▸ Questions on the material:
1. List the feats of flexibility that the yoga essay attributes to the neighbor girl.
2. In the yoga essay, what does the narrator call the key in their practice?
3. From the yoga essay, quote everything from "In my favor" down to "little rubber band.".

==== Given passage ====

My Young Inspiration

Inviting the limber young neighbor girl to do yoga with me one day really put me in my place. This kid could put her leg around her head, do the splits, and almost tie her arms in knots. I couldn’t help but stare as she slid into each pose like syrup on a pancake. Jealous much?

In my favor was patience, a highly crucial aspect of yoga, I like to remind myself while watching the 10 year-old hold a perfect triangle pose without toppling. She would get into the pose as quickly as she could to impress me. Ok, it worked, but I kept reminding myself that speed was not the issue here. Focusing on the breath as it guides you through various poses and pauses is the key in my practice. She was just plain showing off, the little rubber band.

==== Data extracts ====

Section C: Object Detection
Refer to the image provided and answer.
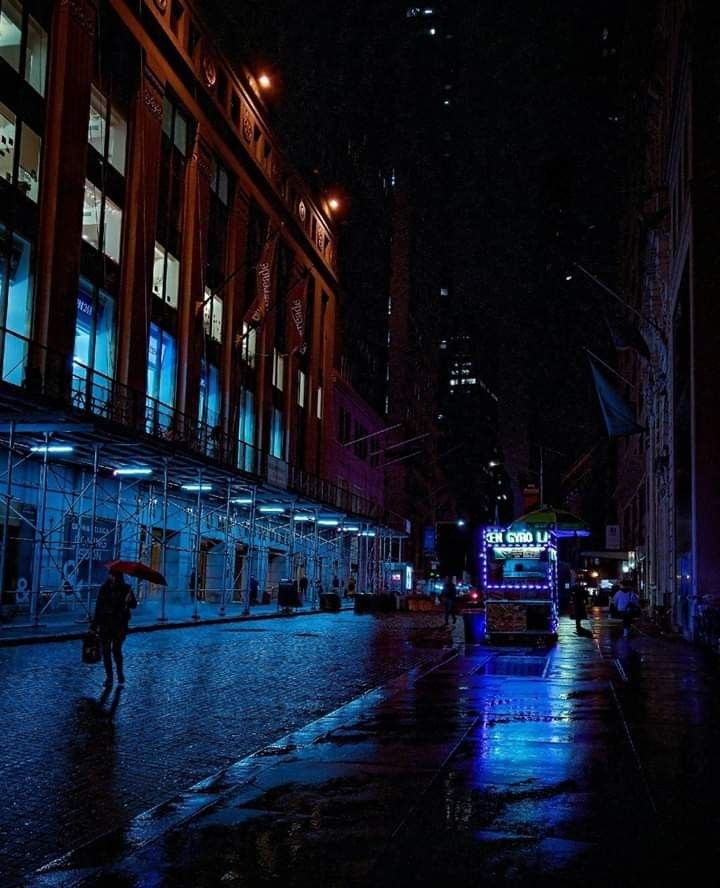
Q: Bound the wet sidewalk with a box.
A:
[27,613,720,888]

====

▸ Numbered answers:
1.
- Putting her leg around her head
- Doing the splits
- Almost tying her arms in knots

2. Focusing on the breath as it guides you through various poses and pauses.

3.
In my favor was patience, a highly crucial aspect of yoga, I like to remind myself while watching the 10 year-old hold a perfect triangle pose without toppling. She would get into the pose as quickly as she could to impress me. Ok, it worked, but I kept reminding myself that speed was not the issue here. Focusing on the breath as it guides you through various poses and pauses is the key in my practice. She was just plain showing off, the little rubber band.